__Given problem__:
Gather each line of the listing below that contains the string "target" and copy those lines out in full.

━━━━━━━━━━

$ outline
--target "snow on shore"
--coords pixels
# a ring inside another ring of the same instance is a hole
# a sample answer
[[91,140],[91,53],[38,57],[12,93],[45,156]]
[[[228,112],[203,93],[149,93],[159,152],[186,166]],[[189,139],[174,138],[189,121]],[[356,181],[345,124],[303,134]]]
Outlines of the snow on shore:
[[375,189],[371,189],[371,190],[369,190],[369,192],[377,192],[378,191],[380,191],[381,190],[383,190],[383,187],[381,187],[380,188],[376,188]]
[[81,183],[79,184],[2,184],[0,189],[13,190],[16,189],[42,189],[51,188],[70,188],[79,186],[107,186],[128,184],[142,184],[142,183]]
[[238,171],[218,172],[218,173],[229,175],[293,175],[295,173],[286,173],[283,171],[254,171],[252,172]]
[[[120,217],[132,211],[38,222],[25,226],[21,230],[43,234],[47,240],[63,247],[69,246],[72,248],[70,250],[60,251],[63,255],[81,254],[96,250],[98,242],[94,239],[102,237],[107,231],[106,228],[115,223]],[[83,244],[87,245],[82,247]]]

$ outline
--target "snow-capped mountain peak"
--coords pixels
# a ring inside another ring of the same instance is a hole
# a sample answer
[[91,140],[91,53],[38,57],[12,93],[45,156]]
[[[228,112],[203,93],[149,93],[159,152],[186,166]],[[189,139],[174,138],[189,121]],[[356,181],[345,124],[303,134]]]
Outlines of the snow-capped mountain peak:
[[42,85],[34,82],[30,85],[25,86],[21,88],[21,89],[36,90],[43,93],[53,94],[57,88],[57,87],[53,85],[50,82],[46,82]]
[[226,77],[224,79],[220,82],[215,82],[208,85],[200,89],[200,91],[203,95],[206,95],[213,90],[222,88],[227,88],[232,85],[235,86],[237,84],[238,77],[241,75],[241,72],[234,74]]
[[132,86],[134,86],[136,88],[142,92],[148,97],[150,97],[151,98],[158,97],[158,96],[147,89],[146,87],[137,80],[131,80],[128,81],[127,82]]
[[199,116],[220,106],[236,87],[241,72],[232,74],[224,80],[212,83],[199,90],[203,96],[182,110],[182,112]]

━━━━━━━━━━

__Written response__:
--target "snow on shore"
--target "snow-capped mountain peak"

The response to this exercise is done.